**YOUR GOAL:** Locate the line with "Could you please point out the tree branch" in the material. Copy that line and each one after it, through the last, exactly and with nothing else.

**AVAILABLE RECORDS:**

--

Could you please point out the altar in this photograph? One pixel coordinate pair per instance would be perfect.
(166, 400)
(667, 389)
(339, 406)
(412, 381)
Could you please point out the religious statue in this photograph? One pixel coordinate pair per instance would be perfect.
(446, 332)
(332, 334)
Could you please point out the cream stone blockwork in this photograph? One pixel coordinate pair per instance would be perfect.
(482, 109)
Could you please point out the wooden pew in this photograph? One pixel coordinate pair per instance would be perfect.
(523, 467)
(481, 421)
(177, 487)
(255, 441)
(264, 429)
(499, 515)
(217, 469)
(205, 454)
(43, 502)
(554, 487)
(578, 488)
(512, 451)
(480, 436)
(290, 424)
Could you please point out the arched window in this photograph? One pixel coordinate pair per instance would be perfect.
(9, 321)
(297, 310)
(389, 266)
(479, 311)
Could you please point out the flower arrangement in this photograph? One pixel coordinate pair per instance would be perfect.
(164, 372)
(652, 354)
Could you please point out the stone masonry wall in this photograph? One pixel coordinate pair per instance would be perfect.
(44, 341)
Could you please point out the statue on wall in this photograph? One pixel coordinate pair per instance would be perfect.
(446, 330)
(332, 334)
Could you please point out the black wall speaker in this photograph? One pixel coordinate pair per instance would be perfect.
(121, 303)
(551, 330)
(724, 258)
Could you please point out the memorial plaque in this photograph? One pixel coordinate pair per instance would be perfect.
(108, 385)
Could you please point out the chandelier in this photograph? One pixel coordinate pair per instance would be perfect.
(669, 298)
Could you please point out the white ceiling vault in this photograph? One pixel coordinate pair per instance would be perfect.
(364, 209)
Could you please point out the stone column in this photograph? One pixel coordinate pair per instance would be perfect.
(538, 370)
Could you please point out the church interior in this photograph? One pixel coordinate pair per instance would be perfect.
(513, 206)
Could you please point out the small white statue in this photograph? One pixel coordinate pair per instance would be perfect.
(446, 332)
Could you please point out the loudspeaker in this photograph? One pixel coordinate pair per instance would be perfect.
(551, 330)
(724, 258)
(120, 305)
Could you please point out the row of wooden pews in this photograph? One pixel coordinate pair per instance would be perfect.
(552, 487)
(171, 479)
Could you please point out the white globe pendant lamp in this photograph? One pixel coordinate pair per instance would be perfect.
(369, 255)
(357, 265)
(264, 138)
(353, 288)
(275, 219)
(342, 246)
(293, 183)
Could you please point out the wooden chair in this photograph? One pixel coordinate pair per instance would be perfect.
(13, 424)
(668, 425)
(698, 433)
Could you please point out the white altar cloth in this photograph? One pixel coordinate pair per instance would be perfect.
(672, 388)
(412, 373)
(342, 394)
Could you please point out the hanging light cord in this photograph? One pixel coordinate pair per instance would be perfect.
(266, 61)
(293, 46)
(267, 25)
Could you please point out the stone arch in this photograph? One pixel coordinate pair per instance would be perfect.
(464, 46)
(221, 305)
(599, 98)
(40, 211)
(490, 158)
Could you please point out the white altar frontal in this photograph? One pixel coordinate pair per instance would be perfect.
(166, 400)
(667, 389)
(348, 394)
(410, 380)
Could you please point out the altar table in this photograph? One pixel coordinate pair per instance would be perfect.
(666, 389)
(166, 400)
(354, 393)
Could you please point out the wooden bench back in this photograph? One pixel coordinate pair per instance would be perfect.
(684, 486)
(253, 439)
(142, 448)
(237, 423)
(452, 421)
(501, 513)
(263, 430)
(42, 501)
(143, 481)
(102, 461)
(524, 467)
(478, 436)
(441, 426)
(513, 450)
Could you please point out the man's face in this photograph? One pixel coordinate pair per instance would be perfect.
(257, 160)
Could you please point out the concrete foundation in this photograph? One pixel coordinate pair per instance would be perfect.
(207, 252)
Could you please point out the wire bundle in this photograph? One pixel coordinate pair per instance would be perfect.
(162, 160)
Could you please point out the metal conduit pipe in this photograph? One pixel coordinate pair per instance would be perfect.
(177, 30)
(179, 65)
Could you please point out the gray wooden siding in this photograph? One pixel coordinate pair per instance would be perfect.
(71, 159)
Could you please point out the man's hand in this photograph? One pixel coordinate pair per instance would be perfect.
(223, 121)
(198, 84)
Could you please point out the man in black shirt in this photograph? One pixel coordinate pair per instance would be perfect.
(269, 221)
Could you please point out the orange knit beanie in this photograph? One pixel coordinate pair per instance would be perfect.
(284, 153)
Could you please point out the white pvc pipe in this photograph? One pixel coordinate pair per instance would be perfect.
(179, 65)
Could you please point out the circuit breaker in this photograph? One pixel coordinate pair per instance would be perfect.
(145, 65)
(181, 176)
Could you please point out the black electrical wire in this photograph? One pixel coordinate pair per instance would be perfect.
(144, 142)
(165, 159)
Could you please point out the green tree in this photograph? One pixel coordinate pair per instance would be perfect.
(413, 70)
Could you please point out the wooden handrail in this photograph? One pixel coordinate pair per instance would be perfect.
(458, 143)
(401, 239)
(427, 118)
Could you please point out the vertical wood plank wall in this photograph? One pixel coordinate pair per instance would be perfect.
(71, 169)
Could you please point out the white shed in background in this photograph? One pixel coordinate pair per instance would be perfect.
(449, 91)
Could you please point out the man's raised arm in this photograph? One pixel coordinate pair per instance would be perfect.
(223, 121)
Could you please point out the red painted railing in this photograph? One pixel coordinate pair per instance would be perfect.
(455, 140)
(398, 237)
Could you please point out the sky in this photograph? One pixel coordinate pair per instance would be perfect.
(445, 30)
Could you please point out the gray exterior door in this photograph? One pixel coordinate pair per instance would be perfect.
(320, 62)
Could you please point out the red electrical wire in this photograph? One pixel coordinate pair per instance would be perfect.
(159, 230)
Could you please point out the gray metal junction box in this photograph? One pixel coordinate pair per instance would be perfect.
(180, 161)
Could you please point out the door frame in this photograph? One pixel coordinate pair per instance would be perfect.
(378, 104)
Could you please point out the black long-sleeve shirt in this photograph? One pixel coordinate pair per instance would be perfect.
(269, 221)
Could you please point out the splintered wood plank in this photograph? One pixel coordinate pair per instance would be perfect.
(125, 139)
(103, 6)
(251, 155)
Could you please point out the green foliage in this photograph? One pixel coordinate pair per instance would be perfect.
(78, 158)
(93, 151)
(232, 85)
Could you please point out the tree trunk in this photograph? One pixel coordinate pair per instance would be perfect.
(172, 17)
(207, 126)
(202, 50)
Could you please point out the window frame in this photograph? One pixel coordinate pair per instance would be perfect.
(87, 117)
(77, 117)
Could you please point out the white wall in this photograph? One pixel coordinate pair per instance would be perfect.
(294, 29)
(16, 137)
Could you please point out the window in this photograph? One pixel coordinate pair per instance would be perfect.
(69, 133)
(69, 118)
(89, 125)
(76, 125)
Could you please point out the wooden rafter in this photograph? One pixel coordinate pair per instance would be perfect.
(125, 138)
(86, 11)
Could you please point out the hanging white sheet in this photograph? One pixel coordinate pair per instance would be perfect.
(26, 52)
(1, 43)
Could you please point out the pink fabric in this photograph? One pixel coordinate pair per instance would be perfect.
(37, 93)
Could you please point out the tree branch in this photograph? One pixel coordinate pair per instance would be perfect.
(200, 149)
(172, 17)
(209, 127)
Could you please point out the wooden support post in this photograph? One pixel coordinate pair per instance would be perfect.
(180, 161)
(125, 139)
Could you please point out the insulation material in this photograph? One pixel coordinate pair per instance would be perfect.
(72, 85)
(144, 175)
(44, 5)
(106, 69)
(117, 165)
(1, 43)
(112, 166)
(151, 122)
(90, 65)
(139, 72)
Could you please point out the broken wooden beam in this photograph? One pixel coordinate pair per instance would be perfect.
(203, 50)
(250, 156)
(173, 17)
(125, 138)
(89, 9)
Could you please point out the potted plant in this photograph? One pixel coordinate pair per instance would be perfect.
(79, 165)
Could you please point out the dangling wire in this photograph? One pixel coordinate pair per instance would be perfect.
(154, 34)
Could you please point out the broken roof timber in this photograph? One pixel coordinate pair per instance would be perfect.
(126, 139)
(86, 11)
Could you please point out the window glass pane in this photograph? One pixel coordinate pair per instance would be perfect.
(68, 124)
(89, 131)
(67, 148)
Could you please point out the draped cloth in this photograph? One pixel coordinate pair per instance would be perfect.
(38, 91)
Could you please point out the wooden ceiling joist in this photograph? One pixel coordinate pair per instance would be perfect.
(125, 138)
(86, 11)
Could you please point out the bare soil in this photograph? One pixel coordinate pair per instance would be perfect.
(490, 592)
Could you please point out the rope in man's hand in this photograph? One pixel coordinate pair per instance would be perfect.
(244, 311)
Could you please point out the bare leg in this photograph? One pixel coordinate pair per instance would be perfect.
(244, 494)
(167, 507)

--

**SOLVED EXERCISE:**
Could you please point out the tree branch in this photograph? One pixel coordinate pair per instance would be perfect.
(200, 149)
(172, 17)
(209, 127)
Could you please point out the wooden support post in this photograph? One pixel coordinate pair per instance would be perfect.
(180, 161)
(125, 139)
Could you please point out the insulation material in this photograph? One pixel coordinate pair per instance would be perfect.
(72, 85)
(144, 175)
(44, 5)
(106, 69)
(117, 165)
(1, 43)
(112, 166)
(151, 122)
(90, 65)
(139, 72)
Could you please point out the broken wooden beam in this photograph? One pixel coordinate pair per instance would be perfect.
(203, 50)
(250, 156)
(173, 17)
(125, 138)
(89, 9)
Could you please point out the potted plant in this photograph? One pixel coordinate pair per instance would be perfect.
(79, 165)
Could you please point out the dangling wire in this photograph? One pixel coordinate pair per instance would be perfect.
(154, 34)
Could you please point out the broken roof timber in this photograph? One pixel coordinate pair per instance would be perfect.
(126, 139)
(86, 11)
Could you please point out the window glass pane in this photograph? One pixel coordinate pair per instance would be perfect.
(68, 124)
(89, 131)
(67, 148)
Could you please point out the draped cloth in this photograph? One pixel coordinate pair per instance would be perfect.
(38, 91)
Could you please point out the wooden ceiling joist in this photograph? One pixel coordinate pair per instance would be perfect.
(125, 138)
(86, 11)
Could you please point out the bare soil in this photograph? One pixel coordinate pair per instance would be perfect.
(490, 592)
Could you please point out the rope in man's hand in this photograph? One pixel coordinate pair per instance would be perfect.
(244, 311)
Could you please point out the bare leg in this photograph? One pixel coordinate pair per instance would be perfect.
(244, 494)
(167, 507)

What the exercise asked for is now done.